Rewrite the entries below, swapping "Result" for "Output" wherever it appears and leaving everything else unchanged.

* [Extracted data]
**********

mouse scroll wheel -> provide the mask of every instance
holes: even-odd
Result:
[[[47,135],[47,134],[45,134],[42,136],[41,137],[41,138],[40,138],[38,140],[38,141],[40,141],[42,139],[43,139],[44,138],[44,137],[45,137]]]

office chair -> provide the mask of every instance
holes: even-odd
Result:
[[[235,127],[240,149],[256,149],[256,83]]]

**********

* [Complete response]
mouse scroll wheel -> provide the mask of every instance
holes: even-odd
Output:
[[[47,135],[47,134],[45,134],[42,136],[41,137],[41,138],[40,138],[38,140],[38,141],[40,141],[42,139],[43,139],[44,138],[44,137],[45,137]]]

office chair -> provide the mask of every instance
holes: even-odd
Output:
[[[235,127],[240,149],[256,149],[256,83]]]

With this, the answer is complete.